Dataset entries:
Content starts

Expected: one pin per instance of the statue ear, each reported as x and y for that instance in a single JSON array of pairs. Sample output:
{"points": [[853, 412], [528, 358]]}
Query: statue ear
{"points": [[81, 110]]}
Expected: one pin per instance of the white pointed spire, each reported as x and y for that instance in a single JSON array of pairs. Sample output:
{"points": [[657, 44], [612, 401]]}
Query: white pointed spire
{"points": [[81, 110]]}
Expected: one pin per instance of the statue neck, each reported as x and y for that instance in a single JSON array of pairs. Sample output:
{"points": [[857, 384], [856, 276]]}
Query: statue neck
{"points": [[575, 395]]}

Content ends

**Exercise details**
The answer is a count and nothing more: lines above that contain "reported".

**Task solution**
3